■ **EXERCISE REQUIREMENTS**: Return exactly the lines of the records below, starting at the line that contains "Target: dark green foliage" and ending at the line that contains "Target: forest canopy", with both of those lines kept.

■ **DATA FOR PROCESSING**:
○ ○ ○ ○ ○

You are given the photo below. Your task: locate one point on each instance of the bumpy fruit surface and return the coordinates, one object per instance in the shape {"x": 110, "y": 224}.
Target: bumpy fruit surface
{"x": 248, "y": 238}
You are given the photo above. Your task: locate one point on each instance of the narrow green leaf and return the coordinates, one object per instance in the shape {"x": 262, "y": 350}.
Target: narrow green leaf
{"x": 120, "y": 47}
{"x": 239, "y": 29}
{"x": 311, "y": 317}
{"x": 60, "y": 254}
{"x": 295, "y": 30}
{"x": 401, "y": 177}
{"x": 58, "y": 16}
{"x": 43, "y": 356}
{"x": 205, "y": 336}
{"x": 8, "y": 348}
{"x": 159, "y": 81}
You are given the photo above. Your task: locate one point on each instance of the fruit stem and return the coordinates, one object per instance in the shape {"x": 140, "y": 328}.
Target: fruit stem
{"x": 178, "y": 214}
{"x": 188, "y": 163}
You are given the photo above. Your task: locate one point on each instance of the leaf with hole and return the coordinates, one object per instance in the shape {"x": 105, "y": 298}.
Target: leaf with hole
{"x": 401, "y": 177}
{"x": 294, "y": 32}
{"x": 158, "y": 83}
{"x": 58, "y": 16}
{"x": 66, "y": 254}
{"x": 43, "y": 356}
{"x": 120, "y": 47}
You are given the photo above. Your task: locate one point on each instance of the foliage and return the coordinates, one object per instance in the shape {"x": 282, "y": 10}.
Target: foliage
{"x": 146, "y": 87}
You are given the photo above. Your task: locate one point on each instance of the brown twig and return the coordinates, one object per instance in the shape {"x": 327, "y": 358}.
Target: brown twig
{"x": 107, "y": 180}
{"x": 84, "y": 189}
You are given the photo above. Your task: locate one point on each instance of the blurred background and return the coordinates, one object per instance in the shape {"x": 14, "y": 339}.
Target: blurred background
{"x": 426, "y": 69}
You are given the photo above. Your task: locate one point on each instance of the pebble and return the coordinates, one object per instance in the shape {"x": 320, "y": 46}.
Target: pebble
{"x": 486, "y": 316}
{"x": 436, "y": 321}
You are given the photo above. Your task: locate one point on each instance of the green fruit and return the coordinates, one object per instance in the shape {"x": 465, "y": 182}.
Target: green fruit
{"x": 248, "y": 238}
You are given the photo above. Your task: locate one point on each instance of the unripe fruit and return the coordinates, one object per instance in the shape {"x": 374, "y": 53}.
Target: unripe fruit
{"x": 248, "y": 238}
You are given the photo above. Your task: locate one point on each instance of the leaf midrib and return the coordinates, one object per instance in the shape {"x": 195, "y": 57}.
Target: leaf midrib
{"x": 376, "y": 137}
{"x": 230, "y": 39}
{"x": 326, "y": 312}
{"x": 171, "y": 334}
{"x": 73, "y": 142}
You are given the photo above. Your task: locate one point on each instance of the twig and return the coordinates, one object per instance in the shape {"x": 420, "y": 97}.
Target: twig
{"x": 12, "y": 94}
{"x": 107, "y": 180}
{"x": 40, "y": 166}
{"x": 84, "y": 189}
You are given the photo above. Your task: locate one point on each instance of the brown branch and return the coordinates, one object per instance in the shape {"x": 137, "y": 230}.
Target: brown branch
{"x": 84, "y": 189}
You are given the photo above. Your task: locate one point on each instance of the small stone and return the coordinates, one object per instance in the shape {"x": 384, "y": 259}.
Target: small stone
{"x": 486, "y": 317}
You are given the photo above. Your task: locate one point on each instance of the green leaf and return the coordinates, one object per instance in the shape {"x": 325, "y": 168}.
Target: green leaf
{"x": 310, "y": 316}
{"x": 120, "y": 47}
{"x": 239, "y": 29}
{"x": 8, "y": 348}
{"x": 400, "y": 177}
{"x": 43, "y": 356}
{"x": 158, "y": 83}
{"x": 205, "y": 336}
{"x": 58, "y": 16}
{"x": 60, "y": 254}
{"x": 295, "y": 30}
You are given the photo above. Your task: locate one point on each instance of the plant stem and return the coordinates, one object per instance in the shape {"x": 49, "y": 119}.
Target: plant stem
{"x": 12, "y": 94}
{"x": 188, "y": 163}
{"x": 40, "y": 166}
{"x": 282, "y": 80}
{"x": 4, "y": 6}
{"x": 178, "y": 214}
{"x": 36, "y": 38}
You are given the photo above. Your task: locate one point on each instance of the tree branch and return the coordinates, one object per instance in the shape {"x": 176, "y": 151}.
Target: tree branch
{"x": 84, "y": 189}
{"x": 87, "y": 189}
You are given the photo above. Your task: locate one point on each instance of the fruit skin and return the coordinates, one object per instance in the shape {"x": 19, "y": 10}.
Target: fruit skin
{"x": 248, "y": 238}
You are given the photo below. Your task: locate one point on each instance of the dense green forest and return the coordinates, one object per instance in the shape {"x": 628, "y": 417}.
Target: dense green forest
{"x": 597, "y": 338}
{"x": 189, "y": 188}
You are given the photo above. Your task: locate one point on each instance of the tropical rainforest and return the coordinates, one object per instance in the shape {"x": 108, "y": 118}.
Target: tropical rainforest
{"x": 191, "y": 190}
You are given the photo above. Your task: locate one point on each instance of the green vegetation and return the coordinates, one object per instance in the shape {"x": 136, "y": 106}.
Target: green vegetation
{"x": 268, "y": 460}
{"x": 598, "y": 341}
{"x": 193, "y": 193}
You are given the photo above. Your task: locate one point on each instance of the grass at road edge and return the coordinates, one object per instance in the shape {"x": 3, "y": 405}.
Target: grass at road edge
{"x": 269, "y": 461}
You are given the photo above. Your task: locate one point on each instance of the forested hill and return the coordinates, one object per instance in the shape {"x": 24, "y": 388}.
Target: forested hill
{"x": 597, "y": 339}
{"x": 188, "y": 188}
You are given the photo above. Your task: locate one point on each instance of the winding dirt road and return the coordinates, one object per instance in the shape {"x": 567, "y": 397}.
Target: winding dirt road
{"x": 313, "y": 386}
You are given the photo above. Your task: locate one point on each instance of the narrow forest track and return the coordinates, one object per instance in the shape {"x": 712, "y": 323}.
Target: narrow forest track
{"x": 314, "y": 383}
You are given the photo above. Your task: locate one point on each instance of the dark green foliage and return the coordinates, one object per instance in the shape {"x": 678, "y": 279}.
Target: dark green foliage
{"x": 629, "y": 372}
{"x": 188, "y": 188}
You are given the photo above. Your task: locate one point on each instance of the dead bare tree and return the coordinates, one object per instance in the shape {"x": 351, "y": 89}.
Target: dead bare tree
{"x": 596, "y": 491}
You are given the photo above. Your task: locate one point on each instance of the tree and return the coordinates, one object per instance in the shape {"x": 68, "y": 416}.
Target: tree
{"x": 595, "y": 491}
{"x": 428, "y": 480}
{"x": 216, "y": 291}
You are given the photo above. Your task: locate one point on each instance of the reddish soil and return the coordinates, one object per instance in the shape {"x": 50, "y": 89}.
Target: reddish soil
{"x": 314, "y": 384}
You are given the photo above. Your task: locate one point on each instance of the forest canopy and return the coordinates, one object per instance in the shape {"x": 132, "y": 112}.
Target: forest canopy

○ ○ ○ ○ ○

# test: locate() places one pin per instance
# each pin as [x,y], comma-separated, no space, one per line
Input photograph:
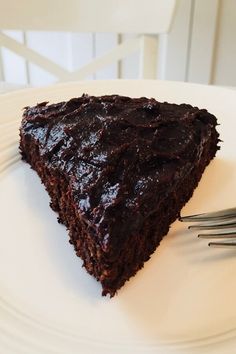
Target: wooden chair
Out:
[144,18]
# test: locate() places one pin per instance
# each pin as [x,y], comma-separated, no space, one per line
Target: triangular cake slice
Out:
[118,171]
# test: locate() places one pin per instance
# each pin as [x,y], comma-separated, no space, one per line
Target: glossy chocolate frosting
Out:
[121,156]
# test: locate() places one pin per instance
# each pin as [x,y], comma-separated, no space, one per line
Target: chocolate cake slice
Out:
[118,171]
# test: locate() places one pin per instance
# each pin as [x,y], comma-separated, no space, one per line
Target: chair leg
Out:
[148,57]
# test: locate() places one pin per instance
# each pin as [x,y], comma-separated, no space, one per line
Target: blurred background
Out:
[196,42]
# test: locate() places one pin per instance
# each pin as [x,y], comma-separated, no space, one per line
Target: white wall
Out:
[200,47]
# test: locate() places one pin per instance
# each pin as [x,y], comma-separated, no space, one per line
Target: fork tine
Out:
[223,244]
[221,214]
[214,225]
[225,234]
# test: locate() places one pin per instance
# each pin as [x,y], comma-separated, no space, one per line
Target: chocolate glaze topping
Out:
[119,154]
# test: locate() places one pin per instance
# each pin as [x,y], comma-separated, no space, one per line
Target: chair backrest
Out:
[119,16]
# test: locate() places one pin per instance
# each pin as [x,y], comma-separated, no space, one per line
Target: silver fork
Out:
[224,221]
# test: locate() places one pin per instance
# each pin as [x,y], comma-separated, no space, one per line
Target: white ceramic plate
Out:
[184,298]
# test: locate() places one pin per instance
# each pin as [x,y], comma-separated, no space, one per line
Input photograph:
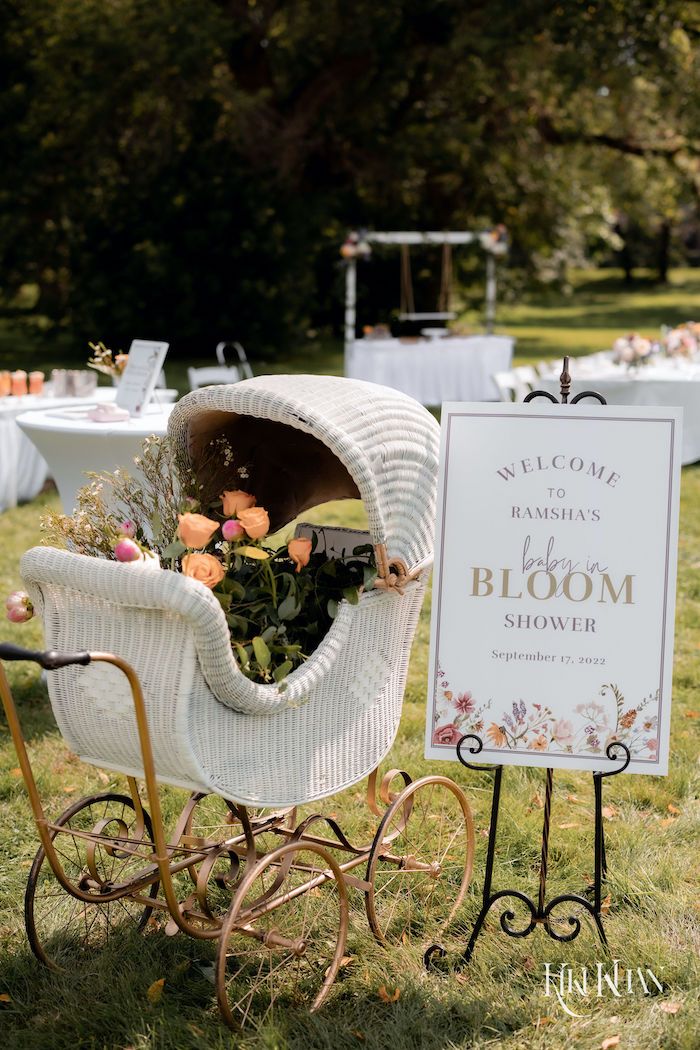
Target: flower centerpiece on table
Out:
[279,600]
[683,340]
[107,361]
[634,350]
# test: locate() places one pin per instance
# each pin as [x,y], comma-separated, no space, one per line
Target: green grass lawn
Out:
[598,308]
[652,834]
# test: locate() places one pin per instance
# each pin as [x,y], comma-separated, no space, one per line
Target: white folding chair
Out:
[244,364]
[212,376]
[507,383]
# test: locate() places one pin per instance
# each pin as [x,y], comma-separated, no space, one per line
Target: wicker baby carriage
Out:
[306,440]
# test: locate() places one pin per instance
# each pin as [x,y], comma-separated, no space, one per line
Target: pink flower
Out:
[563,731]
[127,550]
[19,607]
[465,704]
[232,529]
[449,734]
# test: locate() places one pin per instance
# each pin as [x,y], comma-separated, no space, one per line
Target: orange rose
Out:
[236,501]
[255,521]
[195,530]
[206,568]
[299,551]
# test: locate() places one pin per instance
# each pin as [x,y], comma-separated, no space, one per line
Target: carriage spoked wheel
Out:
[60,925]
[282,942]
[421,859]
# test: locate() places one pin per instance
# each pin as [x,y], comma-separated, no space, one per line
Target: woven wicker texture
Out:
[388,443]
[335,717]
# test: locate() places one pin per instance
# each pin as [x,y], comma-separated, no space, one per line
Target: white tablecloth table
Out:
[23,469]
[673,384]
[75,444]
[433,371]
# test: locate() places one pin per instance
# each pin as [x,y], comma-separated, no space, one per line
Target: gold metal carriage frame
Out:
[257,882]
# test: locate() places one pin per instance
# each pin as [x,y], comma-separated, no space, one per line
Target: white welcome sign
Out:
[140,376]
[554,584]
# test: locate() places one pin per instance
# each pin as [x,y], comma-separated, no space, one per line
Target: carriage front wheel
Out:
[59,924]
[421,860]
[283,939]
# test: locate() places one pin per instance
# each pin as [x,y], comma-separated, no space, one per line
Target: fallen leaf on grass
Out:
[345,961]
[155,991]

○ ○ ○ ○ ○

■ **SOLUTION FOR THIS EXERCISE**:
Target: dark green foliage
{"x": 629, "y": 372}
{"x": 188, "y": 188}
You are given the photo above. Your task: locate one point on each instance of the dead bare tree and return the coordinates, one object per instance in the shape {"x": 351, "y": 89}.
Target: dead bare tree
{"x": 596, "y": 491}
You are given the photo above. Your task: locate one point on each instance of the tree and return the coordinates, one object per instance in the shape {"x": 68, "y": 416}.
Target: tree
{"x": 595, "y": 491}
{"x": 428, "y": 480}
{"x": 216, "y": 291}
You are given the photo above. Your task: locate one point on each instance of the reddish soil and return the coordinates, one object per instance in the shape {"x": 50, "y": 89}.
Target: reddish soil
{"x": 314, "y": 384}
You are given the photo above. Your task: locate one point on each instance of the forest canopy and return the coordinates, one object per instance in the shape {"x": 132, "y": 112}.
Target: forest canopy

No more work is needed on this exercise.